* [Votre objectif]
Énumérez les exemples habituels de réseaux de fissures cités dans le texte sur les réseaux de fissures. Indiquez pour chacun s'il est lié ou non à la fatigue thermique.

* [Texte source]
Réseau de fissures
Un réseau de fissures consiste en tout ensemble de fissures au minimum bidirectionnelles dans le plan d’observation. En revanche, un ensemble de fissures parallèles peut être considéré comme une fissuration multiple. Les fissures, qu’il s’agisse d’un mur lézardé ou d’une assiette fendue, font partie de notre vie de tous les jours. La fissuration multiple et le faïençage se rencontrent aussi fréquemment, et différents phénomènes sont à l’origine de leur apparition. L’écaillage de la peinture, des fissures au fond d’une tasse de thé ou des réseaux de fissures dans une argile séchée sont quelques exemples habituels de réseaux de fissures liés (la tasse de thé, l’argile séchée) ou pas (la peinture écaillée) à la fatigue thermique. Dans l’industrie, les phénomènes de fissuration multiple ou faïençage sont en général associés à des problèmes de corrosion sous contrainte ou à des phénomènes d’origine thermique tels que le choc thermique ou la fatigue thermique. On peut également citer les chargements dynamiques qui peuvent engendrer des réseaux de fissures pour les matériaux fragiles (Denoual 1998). Dans la suite de ce paragraphe, on citera quelques cas industriels de faïençage thermique, et en particulier celui que l’on rencontre dans les centrales nucléaires.

* [Extrait de données]
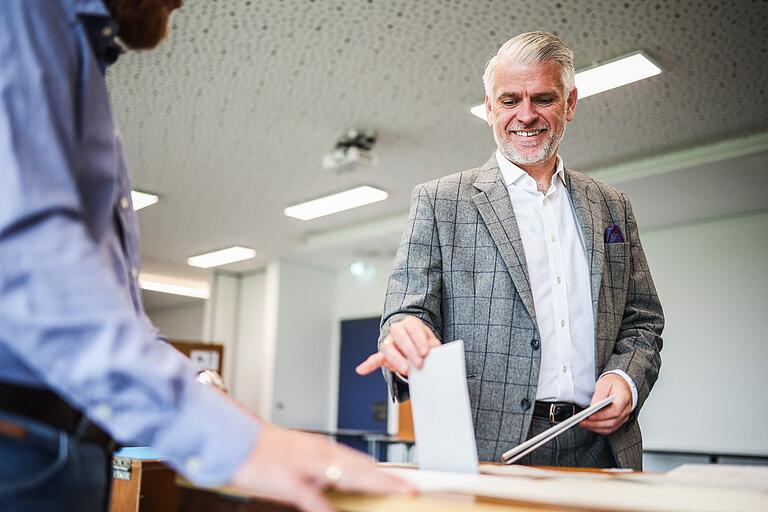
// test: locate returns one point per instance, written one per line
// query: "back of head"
(533, 48)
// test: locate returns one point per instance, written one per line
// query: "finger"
(394, 357)
(362, 476)
(402, 338)
(607, 413)
(422, 336)
(373, 362)
(309, 499)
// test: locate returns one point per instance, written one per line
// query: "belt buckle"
(555, 408)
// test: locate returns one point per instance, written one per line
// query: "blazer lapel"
(495, 208)
(592, 224)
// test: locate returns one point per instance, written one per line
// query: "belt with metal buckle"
(555, 412)
(46, 407)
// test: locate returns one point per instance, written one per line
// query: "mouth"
(528, 133)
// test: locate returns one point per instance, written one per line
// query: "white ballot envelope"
(442, 418)
(528, 446)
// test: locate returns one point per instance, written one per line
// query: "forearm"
(64, 313)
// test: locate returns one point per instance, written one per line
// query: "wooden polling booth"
(146, 484)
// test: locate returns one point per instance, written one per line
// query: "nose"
(527, 114)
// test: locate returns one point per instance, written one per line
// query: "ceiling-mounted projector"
(353, 150)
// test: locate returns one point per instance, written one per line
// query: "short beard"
(545, 151)
(142, 24)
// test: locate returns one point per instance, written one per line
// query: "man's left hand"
(614, 415)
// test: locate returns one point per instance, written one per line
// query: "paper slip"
(587, 493)
(442, 418)
(753, 478)
(528, 446)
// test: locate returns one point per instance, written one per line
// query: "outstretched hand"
(409, 341)
(615, 414)
(295, 468)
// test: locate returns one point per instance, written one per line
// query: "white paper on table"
(442, 418)
(572, 491)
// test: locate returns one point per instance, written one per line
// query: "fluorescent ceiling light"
(609, 75)
(335, 203)
(221, 257)
(165, 284)
(142, 199)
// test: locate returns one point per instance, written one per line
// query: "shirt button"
(102, 412)
(193, 464)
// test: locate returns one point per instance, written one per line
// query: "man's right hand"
(409, 341)
(294, 467)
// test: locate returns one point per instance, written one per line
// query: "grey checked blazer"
(461, 269)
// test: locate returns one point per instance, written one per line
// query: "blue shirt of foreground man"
(73, 334)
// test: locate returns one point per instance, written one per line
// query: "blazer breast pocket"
(617, 263)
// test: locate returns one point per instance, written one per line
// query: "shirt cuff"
(208, 452)
(631, 383)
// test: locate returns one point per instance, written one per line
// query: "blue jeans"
(45, 469)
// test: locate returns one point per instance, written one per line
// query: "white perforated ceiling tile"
(229, 118)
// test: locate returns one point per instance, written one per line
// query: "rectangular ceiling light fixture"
(142, 199)
(165, 284)
(221, 257)
(335, 203)
(603, 77)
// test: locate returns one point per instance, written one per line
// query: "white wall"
(220, 325)
(182, 322)
(253, 364)
(303, 345)
(712, 278)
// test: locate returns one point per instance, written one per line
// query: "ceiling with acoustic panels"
(228, 120)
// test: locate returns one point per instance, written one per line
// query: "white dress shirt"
(560, 284)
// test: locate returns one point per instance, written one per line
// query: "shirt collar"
(514, 175)
(101, 29)
(90, 8)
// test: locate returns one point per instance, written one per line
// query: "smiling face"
(528, 112)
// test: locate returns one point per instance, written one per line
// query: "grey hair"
(533, 48)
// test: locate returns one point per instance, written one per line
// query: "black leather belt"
(46, 407)
(555, 412)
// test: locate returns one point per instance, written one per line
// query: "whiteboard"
(711, 395)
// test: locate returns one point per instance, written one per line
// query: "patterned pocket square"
(613, 234)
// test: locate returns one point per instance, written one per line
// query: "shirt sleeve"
(63, 310)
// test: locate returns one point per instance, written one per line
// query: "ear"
(570, 107)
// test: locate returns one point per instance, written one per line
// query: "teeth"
(527, 133)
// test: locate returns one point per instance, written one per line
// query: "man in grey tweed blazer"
(539, 269)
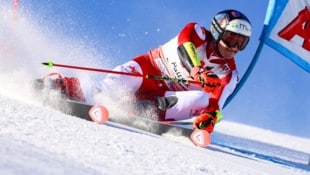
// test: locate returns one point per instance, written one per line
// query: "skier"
(194, 54)
(197, 54)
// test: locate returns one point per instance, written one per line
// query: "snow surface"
(35, 139)
(39, 140)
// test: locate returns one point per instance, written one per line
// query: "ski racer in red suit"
(194, 54)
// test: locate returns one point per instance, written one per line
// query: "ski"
(99, 114)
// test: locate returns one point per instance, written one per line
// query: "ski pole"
(178, 80)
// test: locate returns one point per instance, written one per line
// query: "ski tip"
(99, 114)
(48, 64)
(201, 138)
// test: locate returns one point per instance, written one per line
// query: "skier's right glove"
(205, 121)
(209, 80)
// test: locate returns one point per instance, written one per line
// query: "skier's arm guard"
(188, 55)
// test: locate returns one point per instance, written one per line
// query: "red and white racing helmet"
(232, 27)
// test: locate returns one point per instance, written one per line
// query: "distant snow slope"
(39, 140)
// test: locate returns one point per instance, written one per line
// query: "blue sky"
(275, 97)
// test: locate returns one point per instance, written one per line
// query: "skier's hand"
(209, 80)
(205, 121)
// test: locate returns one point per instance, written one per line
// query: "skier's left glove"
(205, 121)
(209, 80)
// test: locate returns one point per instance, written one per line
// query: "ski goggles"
(232, 39)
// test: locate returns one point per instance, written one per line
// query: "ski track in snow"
(39, 140)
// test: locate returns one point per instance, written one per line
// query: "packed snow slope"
(36, 139)
(39, 140)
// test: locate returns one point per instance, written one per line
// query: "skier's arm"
(191, 37)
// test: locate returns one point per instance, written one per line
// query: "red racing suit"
(164, 61)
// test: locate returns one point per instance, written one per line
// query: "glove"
(209, 80)
(205, 121)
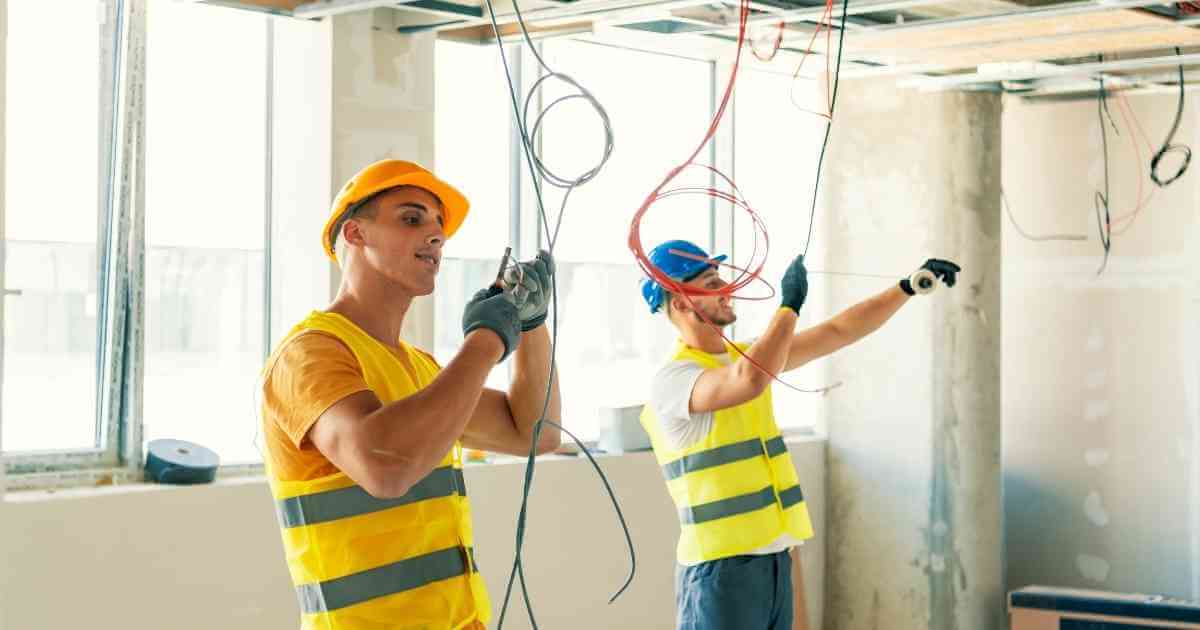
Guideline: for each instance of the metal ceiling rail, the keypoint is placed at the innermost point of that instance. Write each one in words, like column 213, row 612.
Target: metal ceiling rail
column 919, row 69
column 959, row 81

* [Réponse rédigée]
- L'écaillage de la peinture : non lié à la fatigue thermique.
- Des fissures au fond d'une tasse de thé : lié à la fatigue thermique.
- Des réseaux de fissures dans une argile séchée : lié à la fatigue thermique.